===== SOURCE MATERIAL
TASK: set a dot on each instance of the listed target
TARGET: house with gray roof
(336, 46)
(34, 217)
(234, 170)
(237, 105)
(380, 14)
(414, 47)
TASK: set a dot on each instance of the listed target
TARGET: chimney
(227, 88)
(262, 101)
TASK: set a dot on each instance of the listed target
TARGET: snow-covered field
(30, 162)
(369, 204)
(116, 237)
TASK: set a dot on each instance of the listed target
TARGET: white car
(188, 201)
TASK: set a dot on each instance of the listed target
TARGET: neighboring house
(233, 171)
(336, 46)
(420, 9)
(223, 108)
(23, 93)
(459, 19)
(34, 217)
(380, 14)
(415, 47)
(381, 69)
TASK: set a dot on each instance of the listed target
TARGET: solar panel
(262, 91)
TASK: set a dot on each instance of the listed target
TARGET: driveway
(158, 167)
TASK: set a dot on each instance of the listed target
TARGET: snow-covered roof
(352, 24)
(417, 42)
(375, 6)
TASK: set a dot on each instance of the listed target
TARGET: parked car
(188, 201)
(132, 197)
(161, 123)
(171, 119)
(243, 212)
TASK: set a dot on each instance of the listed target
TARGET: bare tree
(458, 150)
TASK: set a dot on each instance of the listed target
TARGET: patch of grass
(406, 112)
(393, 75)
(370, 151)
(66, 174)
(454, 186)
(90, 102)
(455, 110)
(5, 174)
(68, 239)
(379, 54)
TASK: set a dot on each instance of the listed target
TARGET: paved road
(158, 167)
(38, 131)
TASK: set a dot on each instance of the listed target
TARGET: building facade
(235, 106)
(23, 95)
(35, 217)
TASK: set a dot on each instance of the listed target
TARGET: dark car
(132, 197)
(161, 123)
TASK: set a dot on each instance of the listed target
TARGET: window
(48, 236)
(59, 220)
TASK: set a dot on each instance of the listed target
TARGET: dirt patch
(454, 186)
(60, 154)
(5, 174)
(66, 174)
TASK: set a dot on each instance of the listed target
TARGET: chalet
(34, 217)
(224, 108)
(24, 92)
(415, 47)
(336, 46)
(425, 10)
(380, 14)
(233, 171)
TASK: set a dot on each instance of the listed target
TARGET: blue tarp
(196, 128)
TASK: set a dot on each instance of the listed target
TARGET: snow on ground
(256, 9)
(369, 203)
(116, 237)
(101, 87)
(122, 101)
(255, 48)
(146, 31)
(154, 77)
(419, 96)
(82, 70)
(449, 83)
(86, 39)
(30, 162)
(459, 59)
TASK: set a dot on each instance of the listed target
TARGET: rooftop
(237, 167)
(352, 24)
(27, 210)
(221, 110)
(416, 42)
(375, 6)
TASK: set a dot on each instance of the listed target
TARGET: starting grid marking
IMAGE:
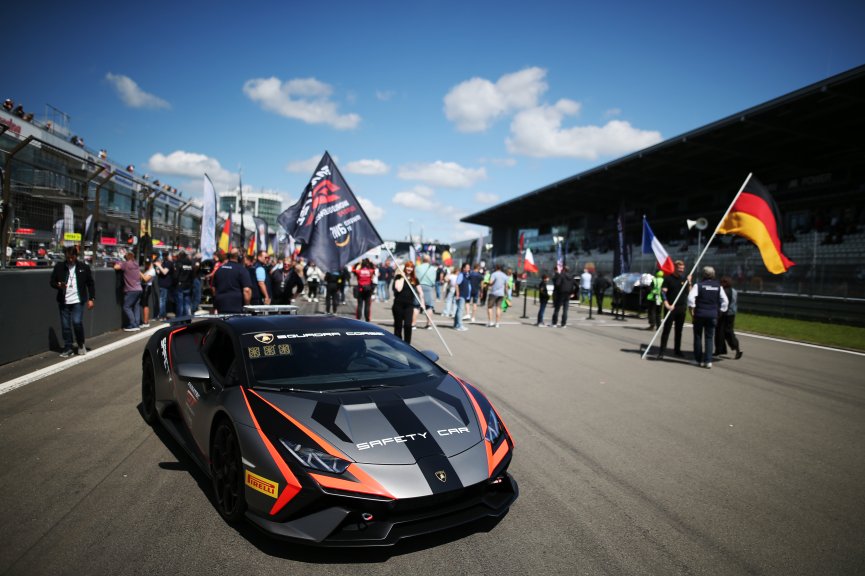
(73, 361)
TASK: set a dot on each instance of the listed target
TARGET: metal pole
(6, 206)
(525, 300)
(694, 268)
(433, 324)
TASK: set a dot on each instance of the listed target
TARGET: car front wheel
(148, 392)
(227, 472)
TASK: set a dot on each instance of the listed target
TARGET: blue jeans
(163, 302)
(195, 302)
(428, 296)
(541, 311)
(450, 302)
(182, 300)
(702, 325)
(461, 308)
(132, 308)
(70, 319)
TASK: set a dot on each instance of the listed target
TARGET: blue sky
(432, 110)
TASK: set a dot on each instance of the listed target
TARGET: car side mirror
(431, 355)
(192, 371)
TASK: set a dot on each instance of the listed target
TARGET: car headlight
(493, 427)
(314, 458)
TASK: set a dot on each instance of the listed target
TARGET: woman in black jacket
(404, 301)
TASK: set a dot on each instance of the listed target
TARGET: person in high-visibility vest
(655, 298)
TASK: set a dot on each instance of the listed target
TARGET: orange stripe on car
(315, 437)
(168, 350)
(365, 484)
(292, 484)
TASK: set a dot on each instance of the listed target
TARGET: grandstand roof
(814, 130)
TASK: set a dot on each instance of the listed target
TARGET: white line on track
(73, 361)
(762, 337)
(60, 366)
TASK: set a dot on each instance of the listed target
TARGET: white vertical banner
(208, 220)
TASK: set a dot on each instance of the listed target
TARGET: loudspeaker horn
(700, 223)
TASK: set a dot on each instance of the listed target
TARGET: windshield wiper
(281, 389)
(364, 387)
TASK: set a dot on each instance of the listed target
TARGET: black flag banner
(328, 221)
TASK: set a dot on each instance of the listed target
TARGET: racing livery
(327, 430)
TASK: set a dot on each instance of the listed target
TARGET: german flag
(755, 216)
==========
Go back to the data above and please quote exactly, and only, the lines from the line with "TARGET: racing livery" through its last line.

→ **EXERCISE RESULT**:
TARGET: racing livery
(327, 430)
TASK: set a dot on each instance of the listed target
TARGET: german flag
(755, 216)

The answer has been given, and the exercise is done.